### REQUEST 1
According to the editor's note at the end of the letter, why was the online opinion piece that the letter refers to removed? Answer in one to three sentences.
### REQUEST 2
Repeat the passage of the letter word for word, starting at "I will not allow" and ending at "and synagogues alike.".

### EXCERPT
* Start *

If you do not believe me, read the social media postings of hatred shared in the name of a distorted Islam that resulted in Paty’s death. Visit the districts where small girls aged three or four are wearing a full veil, separated from boys, and, from a very young age, separated from the rest of society, raised in hatred of France’s values.

Speak to government prefects who are confronted on the ground with hundreds of radicalised individuals, who we fear may, at any moment, take a knife and kill people. This is what France is fighting against — designs of hatred and death that threaten its children — never against Islam. We oppose deception, fanaticism, violent extremism. Not a religion….

I will not allow anybody to claim that France, or its government, is fostering racism against Muslims. France — we are attacked for this — is as secular for Muslims as for Christians, Jews, Buddhists and all believers. The neutrality of the state, which never intervenes in religious affairs, is a guarantee of freedom of worship. Our law enforcement forces protect mosques, churches and synagogues alike.

France is a country that knows what it owes to the Islamic civilisation: its mathematics, its science, its architecture all borrow from it, and I announced the creation of an institute in Paris to showcase this great wealth. France is a country where Muslim leaders speak out when the worst happens, and call on followers to fight radical Islamism and defend freedom of expression….

Editors note: the online opinion piece that this letter refers to was published briefly on November 2 and then removed for review after readers pointed out factual inaccuracies.

* End *

### GIVEN INFORMATION
* Start *

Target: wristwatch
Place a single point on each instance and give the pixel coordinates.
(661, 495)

* End *

### CORRECT ANSWER 1
The online opinion piece was published briefly on November 2 and then removed for review because readers pointed out factual inaccuracies in it.

### CORRECT ANSWER 2
I will not allow anybody to claim that France, or its government, is fostering racism against Muslims. France — we are attacked for this — is as secular for Muslims as for Christians, Jews, Buddhists and all believers. The neutrality of the state, which never intervenes in religious affairs, is a guarantee of freedom of worship. Our law enforcement forces protect mosques, churches and synagogues alike.